== TASK DATA

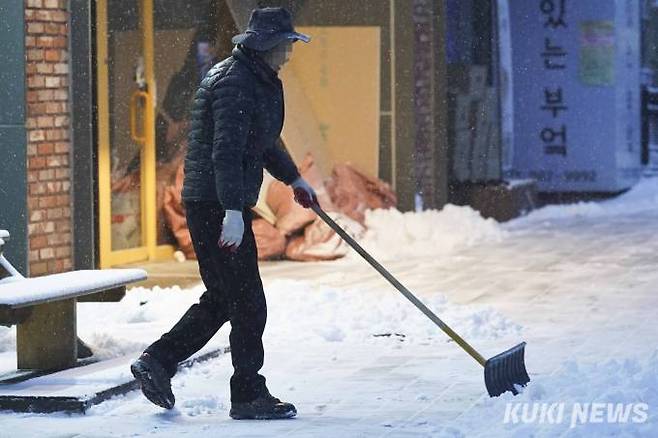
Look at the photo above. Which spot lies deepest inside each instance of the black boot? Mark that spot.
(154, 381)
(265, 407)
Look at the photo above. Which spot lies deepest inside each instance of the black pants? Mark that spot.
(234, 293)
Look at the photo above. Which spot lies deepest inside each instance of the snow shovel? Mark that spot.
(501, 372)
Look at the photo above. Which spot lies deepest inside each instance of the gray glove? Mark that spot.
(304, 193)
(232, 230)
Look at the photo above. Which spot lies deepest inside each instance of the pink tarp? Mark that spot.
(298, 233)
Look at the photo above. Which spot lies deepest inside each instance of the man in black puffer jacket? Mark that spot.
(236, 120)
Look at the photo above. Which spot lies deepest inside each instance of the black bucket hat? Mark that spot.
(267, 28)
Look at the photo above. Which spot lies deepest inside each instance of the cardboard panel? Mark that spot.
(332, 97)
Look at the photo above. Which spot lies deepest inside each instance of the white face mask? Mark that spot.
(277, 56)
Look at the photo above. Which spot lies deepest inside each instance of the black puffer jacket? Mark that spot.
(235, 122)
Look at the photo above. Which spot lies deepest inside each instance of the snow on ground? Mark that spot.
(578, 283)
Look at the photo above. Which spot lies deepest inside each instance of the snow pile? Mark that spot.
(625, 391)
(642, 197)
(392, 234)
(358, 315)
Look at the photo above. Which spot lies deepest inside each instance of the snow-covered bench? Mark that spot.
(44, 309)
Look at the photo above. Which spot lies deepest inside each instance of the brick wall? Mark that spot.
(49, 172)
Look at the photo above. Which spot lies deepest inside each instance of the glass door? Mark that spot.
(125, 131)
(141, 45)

====

EXERCISE
Can you write out all the rows above again, replacing "spot" with "point" everywhere and changing nothing else? Leave the pictures out.

RESPONSE
Look at the photo above. Which point lies deepest inside each instance of the black boot? Mark that point.
(154, 381)
(265, 407)
Look at the photo above. Which point lies deepest inside each instance of the black pants? Mark that point.
(234, 293)
Look at the photo above. Which point lies deepest inside each instance of the snow shovel? Mark that point.
(501, 372)
Look at the photo above. Which point lies deepest inside each instance of the gray glove? Mark that point.
(304, 193)
(232, 230)
Look at the photo above. Which point lies deepest inside each instance of the pink tarp? Mark that point.
(298, 233)
Look at the photo above. Which point lies deepest inside each instance of the man in black puffer jacket? Mark that point.
(236, 120)
Look at the photo above. Which point lies deepest inside each instance of the black bucket hat? Mark that point.
(267, 28)
Look at the photo above. Which point lies deepest inside each instance of the cardboard panel? Mark that point.
(332, 97)
Look at the photo above. Which point lies deepest inside each instance of the white face mask? Mark that point.
(277, 56)
Look at the photo above. Which point lies deepest inside each instance of the black puffer jacket? Mark that point.
(235, 122)
Look at the photo above. Which point lies deepest inside each instance of the snow on ground? Mark that point.
(578, 283)
Look at the photo above. Which point lies deepest inside each instance of the snow pile? Mark that point.
(625, 391)
(642, 197)
(392, 234)
(358, 315)
Look at the photo above. Which point lies deepest inside each instance of the snow-covered bench? Mark that point.
(44, 309)
Look at the photo above. Which point lies deepest inside each instance of the brick wall? Mark that point.
(49, 172)
Look at the photo above. Which point lies deepest inside each instance of the glass door? Mark that point.
(125, 131)
(141, 45)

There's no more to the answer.